(What you should do):
Return all of the material, keeping each line exactly as it is.

◆ ◆ ◆ ◆ ◆

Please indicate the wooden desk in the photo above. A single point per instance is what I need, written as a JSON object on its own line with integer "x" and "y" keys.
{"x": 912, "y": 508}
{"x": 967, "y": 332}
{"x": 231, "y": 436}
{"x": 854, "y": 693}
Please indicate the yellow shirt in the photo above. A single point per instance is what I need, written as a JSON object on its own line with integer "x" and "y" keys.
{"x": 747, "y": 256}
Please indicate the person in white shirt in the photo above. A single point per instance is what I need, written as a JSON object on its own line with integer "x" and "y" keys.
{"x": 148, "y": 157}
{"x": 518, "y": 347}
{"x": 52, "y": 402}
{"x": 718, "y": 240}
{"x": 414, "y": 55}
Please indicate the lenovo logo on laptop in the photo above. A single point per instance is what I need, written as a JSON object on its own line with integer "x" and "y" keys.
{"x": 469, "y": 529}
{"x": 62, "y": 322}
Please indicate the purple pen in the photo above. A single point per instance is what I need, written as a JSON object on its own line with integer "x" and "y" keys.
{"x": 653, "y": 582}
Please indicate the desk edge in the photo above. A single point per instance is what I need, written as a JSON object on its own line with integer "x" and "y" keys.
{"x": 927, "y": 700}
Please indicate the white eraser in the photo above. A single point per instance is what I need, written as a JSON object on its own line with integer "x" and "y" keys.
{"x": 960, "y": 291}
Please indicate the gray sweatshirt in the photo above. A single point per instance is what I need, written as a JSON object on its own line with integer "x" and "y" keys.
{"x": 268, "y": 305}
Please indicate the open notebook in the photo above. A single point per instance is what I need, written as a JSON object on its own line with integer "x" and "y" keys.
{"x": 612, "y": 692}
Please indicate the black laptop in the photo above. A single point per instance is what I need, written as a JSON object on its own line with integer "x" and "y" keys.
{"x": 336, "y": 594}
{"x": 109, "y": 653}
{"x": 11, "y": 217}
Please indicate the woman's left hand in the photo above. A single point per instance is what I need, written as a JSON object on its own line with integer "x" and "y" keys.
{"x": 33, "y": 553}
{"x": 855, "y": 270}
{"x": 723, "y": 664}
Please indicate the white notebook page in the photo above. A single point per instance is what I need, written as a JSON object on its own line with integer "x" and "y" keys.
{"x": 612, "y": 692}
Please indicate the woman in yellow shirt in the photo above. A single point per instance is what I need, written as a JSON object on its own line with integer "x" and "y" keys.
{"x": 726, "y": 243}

◆ ◆ ◆ ◆ ◆

(Result of this exercise):
Please indicate the wooden desk in the photo above. A single point per instance is what I need, written as a JSON object on its own line with integer "x" and "y" keys.
{"x": 912, "y": 508}
{"x": 967, "y": 332}
{"x": 231, "y": 436}
{"x": 854, "y": 693}
Please indicate the yellow shirt in the photo above. A single point per instance is what I need, written as a JSON object on its own line with integer "x" and "y" keys.
{"x": 747, "y": 256}
Please indicate the person in white shirt in the photo above. A single point per instance is what I need, written as a JSON object on its own line with integer "x" and "y" keys.
{"x": 148, "y": 157}
{"x": 518, "y": 347}
{"x": 52, "y": 402}
{"x": 718, "y": 240}
{"x": 414, "y": 55}
Please indicate the lenovo logo on laptop in the photo above. A single point per instance is what I need, written as a JSON object on its own line with integer "x" and "y" keys.
{"x": 469, "y": 529}
{"x": 62, "y": 322}
Please indicate the purple pen in the photo above. A single point per instance is what I need, written as a JSON object on its own line with integer "x" and "y" keys.
{"x": 653, "y": 582}
Please indicate the desk edge in the photo above. A single point per instance is what I need, written as a JSON object on its own line with integer "x" and "y" keys.
{"x": 927, "y": 700}
Please indicate the white eraser in the photo above. A single point per instance is what I need, written as a JSON object on its own line with integer "x" and "y" keys.
{"x": 960, "y": 291}
Please indicate the gray sweatshirt in the photo above. A single point per instance is what I need, written as a JSON object on its own line with integer "x" and "y" keys.
{"x": 268, "y": 305}
Please indicate the open notebook in the photo above. A single point per instance is what I need, written as a JSON object on its own line with integer "x" and "y" keys.
{"x": 612, "y": 692}
Please indicate the black laptop in the photo above. A single point per instance is what I need, written as a JSON object on its own line with integer "x" and "y" keys.
{"x": 336, "y": 594}
{"x": 109, "y": 653}
{"x": 11, "y": 217}
Please indicate the woman's left hand in the photo above. A single point per instance is what I need, written as a JSON object on its own line with integer "x" and "y" keys.
{"x": 33, "y": 553}
{"x": 855, "y": 270}
{"x": 723, "y": 664}
Please indicate the white notebook page in the photo above. A single point per instance is what I need, written as a JSON object on its own line with integer "x" and "y" keys.
{"x": 612, "y": 692}
Please indicate the woman in yellow shirt in the photo above. A single point per instance is what I need, written as a JSON object on its own line with integer "x" and "y" keys.
{"x": 726, "y": 243}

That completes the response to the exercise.